◆ **AUFGABE 1**
Schreib aus der Auflistung alles von der Zeile mit „Objective — one point per instance of the green foliage“ bis hinunter zur Zeile mit „Target: green foliage“ wortgetreu ab, beide Zeilen eingeschlossen.

◆ **VORGEGEBENER TEXT**
Mockumentary

Mockumentary

Der Filmgenre-Begriff Mockumentary ist ein Kofferwort (englisch (to) mock: „vortäuschen, verspotten“ (sich mokieren) und documentary: „Dokumentarfilm“) und die Bezeichnung für einen fiktionalen Dokumentarfilm, der einen echten Dokumentarfilm oder das ganze Genre parodiert.

Eine Mockumentary tut so, als sei sie ein Dokumentarfilm, ohne tatsächlich einer zu sein. Dabei werden oft scheinbar reale Vorgänge inszeniert oder tatsächliche Dokumentarteile in einen fiktiven bzw. erfundenen Zusammenhang gestellt. Es ist ein geläufiges filmisches Genremittel für Parodie und Satire. Eine Mockumentary kann außerdem das Ziel haben, ein stärkeres Medienbewusstsein zu schaffen und Zuschauer dazu zu bringen, Medien zu hinterfragen und nicht alles zu glauben, was täglich im Fernsehen zu sehen ist.

◆ **AUFGABE 2**
Schreib den Text über Mockumentarys weiter, und zwar im Anschluss an seinen letzten Satz.

◆ **ZU VERWENDENDE DATEN**
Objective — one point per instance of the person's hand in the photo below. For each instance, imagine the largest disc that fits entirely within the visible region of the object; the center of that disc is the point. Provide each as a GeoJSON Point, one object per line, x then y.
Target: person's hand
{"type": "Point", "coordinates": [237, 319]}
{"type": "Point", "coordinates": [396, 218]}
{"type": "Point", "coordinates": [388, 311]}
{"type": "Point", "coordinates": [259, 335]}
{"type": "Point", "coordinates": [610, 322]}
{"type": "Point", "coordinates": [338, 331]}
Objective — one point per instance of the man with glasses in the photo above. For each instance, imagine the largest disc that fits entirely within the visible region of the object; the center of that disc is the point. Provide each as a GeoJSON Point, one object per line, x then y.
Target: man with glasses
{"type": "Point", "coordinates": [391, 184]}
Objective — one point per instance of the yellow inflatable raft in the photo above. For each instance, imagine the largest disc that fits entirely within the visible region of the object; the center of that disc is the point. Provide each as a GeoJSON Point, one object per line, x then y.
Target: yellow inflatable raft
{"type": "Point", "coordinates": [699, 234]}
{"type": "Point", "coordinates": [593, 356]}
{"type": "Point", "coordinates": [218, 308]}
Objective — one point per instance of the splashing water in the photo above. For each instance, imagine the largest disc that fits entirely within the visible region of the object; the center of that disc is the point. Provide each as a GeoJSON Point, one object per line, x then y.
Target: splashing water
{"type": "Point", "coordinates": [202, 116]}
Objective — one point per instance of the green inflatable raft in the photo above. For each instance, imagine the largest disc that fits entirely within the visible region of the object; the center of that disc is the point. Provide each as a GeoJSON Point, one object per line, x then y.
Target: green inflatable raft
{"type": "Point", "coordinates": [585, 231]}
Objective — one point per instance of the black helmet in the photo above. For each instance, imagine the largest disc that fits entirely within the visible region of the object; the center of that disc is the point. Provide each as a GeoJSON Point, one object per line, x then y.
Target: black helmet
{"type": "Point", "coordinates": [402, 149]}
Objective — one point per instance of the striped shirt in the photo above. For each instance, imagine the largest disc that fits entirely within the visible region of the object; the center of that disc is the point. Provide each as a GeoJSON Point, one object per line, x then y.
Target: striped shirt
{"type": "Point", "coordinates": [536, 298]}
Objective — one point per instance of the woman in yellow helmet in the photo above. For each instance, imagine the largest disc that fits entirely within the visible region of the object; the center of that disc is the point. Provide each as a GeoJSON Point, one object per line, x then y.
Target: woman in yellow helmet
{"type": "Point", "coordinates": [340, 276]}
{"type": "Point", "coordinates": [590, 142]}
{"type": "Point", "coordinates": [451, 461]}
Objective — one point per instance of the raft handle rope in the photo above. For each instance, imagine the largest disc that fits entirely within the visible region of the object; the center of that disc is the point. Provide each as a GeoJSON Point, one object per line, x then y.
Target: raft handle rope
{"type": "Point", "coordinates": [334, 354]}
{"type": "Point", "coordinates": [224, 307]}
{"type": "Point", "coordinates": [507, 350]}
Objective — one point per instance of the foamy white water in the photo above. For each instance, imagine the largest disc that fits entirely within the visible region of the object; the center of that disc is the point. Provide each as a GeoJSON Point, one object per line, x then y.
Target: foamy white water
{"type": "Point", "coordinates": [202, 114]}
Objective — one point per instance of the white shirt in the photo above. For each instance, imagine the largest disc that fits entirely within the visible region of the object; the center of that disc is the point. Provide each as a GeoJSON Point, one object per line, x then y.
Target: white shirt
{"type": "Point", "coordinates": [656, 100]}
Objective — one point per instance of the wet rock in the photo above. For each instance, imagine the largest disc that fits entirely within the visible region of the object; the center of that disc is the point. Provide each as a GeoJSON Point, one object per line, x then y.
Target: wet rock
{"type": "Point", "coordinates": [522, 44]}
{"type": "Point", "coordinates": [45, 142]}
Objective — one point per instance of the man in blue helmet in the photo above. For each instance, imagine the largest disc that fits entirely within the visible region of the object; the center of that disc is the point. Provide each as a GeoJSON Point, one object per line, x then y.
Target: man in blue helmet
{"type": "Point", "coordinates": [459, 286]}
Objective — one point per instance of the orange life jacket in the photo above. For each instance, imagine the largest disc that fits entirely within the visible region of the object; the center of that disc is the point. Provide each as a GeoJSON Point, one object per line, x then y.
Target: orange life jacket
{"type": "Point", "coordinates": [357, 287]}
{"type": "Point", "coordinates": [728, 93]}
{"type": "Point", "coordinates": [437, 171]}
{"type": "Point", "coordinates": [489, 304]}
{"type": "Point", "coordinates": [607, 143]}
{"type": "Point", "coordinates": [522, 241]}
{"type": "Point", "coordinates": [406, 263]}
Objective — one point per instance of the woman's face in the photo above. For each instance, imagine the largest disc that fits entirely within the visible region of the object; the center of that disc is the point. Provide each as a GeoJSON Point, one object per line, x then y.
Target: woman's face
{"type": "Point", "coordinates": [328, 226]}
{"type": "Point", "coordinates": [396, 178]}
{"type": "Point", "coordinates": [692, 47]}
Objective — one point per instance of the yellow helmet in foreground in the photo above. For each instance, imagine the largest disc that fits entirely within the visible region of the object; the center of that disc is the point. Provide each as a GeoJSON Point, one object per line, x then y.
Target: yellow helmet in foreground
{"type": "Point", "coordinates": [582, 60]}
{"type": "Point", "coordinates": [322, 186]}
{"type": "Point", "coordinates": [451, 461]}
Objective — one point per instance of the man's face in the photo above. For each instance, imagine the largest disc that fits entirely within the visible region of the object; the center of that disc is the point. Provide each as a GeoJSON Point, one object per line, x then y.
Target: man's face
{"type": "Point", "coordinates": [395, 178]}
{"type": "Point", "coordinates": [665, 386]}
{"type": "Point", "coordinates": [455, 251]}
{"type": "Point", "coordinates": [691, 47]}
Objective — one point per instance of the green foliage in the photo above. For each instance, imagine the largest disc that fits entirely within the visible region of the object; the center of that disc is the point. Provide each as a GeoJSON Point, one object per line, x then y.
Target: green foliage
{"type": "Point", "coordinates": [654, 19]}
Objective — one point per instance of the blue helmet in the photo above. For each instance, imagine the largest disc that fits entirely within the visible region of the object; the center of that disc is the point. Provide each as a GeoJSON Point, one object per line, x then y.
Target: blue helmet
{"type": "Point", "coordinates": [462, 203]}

◆ **ERWARTETE ANTWORT 1**
Objective — one point per instance of the green foliage in the photo above. For each instance, imagine the largest disc that fits entirely within the visible region of the object; the center of that disc is the point. Provide each as a GeoJSON Point, one object per line, x then y.
Target: green foliage

◆ **ERWARTETE ANTWORT 2**
Mockumentarys präsentieren sich z. B. oft als historische Dokumentarfilme aus bisher noch unveröffentlichtem Material mit talking heads, die vergangene Ereignisse erörtern oder als cinéma vérité Leute durch verschiedene Ereignisse zu begleiten scheinen.

Der Autor, Schauspieler und Regisseur Christopher Guest hat sich auf dieses Genre spezialisiert und bislang vier derartige Mockumentarys geschaffen. Die wohl bekannteste war This Is Spinal Tap.

Auch das relativ neue Genre der Doku-Soaps wird oft durch Mockumentary-Serien parodiert.

Nicht als Mockumentary anzusehen sind Pseudo-Dokus („Scripted Reality“), bei denen Dokumentationen nicht parodiert, sondern imitiert werden.

Inhaltsverzeichnis

Allgemeine Merkmale

Die Darstellungen

  • nehmen Bezug auf wahre Gegebenheiten.
  • nehmen Bezug auf Gerüchte, mit denen manche Zuschauer bereits vertraut sind.
  • müssen in sich konsistent sein, es darf keine erkennbaren internen Widersprüche geben.
  • dürfen nur widerlegbare Gegenbeweise erwähnen, andere Gegenbeweise werden nicht erwähnt.
  • müssen aktuellen Klischees entsprechen.
  • müssen sich einfach und verständlich weitererzählen lassen.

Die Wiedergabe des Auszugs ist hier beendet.